▶ [Job 1]
Name every character mentioned in the piece below on season two of Jessica Jones.

▶ [Selected excerpt]
==*==
Jessica Jones — Season 2 | Netflix

Updated: Jul 25, 2019

Season two of Jessica Jones is not the same kind of dark as season one. We are introduced to an even more relatable kind of darkness — the kind that lurks in our own minds. One could argue that we saw that in season one, but this is the self-inflicted kind not the mind control kind. The things that the characters face are very human experiences, but there is still that element of supernatural because Jessica herself is supernatural.

In this season, we get to know a bit more about Jessica before Killgrave. In season one we got a small glimpse into how she received her powers, but season two really dives into how traumatic Jessica has viewed her powered life. I think part of the reason Jessica goes down this “memory lane” type path is because Trish practically forces her to deal with it. Which, all in all isn’t a bad thing, but at the same time…I’m not sure. I’m still slightly on the fence about this catalyst. Ultimately it was Jessica’s choice to pursue it, but I’m not sure if she would have made the choice without Trish’s pushing.
==*==
▶ [Job 2]
Gather every line in the records that contains the word "right". Case counts.

Data records
==*==
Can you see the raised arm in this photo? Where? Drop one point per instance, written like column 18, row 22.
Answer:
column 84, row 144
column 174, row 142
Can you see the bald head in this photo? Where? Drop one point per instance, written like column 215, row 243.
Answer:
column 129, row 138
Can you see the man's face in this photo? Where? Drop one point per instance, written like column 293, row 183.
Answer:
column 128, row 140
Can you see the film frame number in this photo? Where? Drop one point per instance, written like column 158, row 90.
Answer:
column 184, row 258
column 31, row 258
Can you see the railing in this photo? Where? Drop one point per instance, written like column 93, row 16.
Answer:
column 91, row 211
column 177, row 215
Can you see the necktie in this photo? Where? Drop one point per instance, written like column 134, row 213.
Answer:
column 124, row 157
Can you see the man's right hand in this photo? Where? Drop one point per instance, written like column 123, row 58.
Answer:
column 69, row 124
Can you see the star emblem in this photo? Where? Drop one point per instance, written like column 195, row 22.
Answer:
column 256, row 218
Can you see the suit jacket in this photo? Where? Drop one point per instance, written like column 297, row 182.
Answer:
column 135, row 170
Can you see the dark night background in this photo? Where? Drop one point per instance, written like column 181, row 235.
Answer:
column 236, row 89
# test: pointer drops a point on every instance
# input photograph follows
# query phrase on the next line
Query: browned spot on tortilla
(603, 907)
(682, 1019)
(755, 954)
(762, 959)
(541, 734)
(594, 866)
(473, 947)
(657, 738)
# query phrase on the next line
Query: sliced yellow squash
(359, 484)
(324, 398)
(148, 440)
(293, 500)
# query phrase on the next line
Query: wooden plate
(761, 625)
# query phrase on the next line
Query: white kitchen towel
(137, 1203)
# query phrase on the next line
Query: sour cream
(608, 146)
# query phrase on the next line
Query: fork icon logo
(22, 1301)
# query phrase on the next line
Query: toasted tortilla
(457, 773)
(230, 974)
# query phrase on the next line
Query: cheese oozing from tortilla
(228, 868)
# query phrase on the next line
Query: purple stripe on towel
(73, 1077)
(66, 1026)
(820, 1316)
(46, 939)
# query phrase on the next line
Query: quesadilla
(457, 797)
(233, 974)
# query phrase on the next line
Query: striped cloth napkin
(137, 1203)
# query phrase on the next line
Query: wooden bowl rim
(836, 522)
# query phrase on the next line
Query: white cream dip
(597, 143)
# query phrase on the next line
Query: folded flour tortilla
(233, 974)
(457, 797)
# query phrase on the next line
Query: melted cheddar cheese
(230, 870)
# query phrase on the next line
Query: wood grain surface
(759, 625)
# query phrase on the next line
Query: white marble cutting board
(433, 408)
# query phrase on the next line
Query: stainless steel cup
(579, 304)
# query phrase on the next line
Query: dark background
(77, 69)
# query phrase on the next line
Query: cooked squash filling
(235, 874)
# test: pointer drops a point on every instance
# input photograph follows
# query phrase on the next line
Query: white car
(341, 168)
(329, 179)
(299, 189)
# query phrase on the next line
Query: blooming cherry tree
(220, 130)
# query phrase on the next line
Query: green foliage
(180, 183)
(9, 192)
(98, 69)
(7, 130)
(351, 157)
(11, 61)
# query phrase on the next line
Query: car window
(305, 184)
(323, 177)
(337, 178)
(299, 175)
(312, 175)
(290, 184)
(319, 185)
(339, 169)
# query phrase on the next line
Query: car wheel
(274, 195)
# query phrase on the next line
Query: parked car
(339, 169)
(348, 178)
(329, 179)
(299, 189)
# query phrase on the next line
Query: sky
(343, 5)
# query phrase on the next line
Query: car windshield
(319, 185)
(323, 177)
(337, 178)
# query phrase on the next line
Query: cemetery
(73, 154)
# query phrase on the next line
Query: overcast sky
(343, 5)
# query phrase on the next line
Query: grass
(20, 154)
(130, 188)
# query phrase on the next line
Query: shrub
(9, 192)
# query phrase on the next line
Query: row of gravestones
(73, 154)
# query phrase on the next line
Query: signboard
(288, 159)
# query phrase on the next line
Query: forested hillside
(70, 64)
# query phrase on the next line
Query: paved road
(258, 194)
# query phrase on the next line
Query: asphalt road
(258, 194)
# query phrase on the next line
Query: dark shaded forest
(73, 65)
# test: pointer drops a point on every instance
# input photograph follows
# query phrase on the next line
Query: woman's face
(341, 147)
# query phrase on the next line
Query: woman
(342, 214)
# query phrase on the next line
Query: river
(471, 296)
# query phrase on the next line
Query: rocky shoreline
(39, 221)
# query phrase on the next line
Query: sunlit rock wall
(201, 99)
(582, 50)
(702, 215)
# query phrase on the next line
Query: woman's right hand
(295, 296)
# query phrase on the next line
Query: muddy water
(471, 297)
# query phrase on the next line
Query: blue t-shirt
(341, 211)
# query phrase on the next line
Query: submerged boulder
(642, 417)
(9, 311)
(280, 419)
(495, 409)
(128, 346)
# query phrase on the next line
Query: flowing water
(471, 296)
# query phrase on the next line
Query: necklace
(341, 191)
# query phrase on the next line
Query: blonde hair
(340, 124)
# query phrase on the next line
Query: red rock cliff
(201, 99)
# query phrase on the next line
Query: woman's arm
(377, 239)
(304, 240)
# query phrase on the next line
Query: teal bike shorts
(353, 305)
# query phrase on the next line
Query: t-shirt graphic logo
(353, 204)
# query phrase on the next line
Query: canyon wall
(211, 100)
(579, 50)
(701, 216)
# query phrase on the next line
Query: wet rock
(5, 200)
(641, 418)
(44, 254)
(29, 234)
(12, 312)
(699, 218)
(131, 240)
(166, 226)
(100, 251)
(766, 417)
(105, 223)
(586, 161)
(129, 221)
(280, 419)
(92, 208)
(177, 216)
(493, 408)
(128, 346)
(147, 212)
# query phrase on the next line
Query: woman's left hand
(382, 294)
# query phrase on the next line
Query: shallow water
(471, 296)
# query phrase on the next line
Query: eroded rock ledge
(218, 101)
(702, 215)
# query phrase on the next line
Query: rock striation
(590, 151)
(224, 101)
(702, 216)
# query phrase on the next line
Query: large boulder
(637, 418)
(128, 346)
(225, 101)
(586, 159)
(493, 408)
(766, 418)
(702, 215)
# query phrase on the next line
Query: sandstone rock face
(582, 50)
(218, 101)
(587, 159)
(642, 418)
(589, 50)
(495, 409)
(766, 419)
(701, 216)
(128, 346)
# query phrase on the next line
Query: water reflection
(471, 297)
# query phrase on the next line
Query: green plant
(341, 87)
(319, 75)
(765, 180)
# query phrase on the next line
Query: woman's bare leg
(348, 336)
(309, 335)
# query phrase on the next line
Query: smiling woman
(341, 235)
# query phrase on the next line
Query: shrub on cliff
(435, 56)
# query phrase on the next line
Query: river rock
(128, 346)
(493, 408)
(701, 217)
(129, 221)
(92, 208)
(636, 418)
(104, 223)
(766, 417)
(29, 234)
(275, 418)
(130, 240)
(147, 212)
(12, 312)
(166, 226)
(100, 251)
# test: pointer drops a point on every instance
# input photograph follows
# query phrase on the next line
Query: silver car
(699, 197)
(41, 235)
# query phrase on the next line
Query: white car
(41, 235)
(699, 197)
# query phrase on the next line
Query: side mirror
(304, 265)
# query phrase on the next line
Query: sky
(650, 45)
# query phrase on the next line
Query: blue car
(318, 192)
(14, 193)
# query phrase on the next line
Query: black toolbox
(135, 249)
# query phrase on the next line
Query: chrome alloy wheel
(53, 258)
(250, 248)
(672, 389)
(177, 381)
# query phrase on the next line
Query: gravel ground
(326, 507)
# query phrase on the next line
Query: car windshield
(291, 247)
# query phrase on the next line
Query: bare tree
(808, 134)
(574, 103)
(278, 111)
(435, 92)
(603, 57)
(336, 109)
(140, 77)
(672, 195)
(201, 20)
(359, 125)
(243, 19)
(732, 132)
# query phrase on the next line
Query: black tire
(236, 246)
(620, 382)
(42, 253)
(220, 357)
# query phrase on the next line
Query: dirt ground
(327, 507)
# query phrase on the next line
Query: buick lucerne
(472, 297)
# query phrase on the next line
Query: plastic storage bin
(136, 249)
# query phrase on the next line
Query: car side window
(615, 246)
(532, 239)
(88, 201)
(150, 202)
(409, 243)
==*==
▶ [Exercise response 1]
Jessica (Jessica Jones), Killgrave, Trish

▶ [Exercise response 2]
Can you see the man's right hand in this photo? Where? Drop one point per instance, written like column 123, row 58.
Query: woman's right hand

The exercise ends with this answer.